[Records in a dataset]
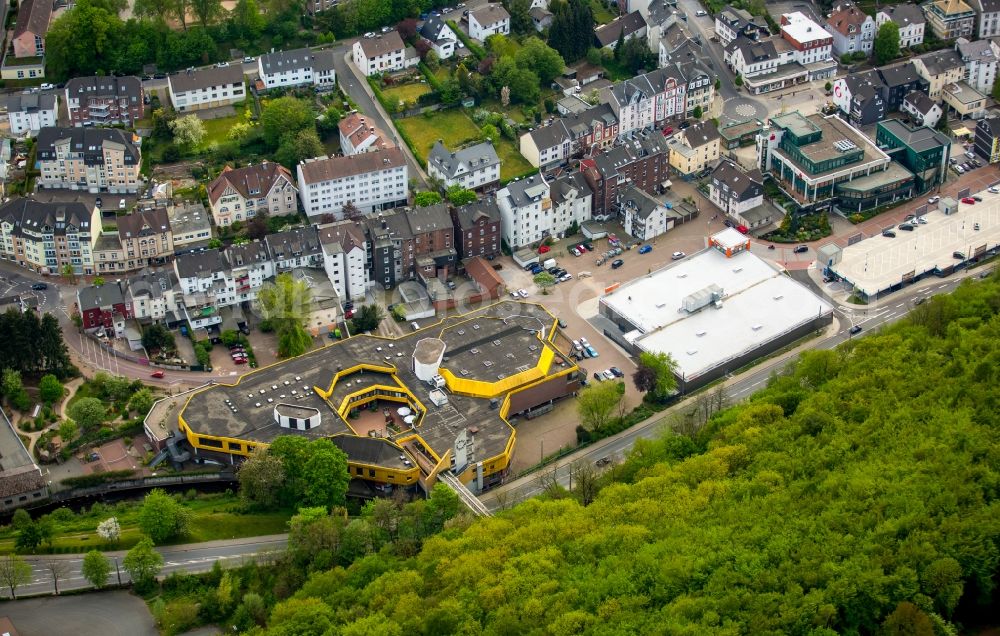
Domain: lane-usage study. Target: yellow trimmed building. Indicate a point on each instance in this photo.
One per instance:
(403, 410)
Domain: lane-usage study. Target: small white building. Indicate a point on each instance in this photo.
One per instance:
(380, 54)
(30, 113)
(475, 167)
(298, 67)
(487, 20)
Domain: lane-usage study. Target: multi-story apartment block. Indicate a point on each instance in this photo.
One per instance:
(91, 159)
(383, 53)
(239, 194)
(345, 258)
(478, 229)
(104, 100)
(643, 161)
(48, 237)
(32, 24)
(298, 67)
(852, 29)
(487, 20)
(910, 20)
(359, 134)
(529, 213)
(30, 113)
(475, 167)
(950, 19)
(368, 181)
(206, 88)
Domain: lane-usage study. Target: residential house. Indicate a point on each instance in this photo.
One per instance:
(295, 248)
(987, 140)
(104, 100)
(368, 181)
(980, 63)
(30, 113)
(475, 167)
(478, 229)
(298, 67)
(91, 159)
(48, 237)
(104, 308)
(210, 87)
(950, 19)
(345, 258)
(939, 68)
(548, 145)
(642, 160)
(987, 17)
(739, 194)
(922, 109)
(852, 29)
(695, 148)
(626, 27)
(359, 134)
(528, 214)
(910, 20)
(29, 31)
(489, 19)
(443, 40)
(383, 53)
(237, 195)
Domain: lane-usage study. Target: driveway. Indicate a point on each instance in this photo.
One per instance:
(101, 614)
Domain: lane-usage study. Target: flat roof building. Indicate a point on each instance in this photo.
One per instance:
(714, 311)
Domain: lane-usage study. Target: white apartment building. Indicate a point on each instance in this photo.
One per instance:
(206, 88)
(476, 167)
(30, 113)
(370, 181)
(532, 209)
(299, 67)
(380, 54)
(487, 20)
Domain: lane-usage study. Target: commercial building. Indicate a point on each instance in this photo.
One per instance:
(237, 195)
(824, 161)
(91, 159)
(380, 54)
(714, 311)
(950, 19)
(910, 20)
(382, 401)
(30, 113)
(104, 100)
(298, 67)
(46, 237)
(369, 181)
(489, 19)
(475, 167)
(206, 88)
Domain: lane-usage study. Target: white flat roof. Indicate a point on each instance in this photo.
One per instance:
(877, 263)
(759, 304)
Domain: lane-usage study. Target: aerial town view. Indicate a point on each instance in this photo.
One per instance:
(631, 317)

Directions ▸ Switch "commercial building" to "office building" in the material from the line with "Domain: lane-usage study. Target: white apartment" up to and including the last line of the material. Write out those lines again with everything else unchanged.

Exercise response ▸
Domain: lane-usage study. Target: white apartment building. Indicate a point on each instance in this photo.
One per instance:
(206, 88)
(476, 167)
(30, 113)
(370, 181)
(532, 209)
(299, 67)
(380, 54)
(487, 20)
Domain: lane-usage study. Target: office building. Indicate a point on each instance in this photo.
One per instance:
(237, 195)
(824, 161)
(91, 159)
(380, 54)
(714, 311)
(950, 19)
(910, 20)
(382, 401)
(30, 113)
(104, 100)
(298, 67)
(46, 237)
(369, 181)
(489, 19)
(475, 167)
(206, 88)
Domain: lane-usage study. Target: white flat roof. Indicate a point on each instance in this photo.
One per instance:
(877, 263)
(759, 304)
Domain: lane-usage study. Target: aerial town view. Indicate a point on each instance in this photo.
One per instance:
(631, 317)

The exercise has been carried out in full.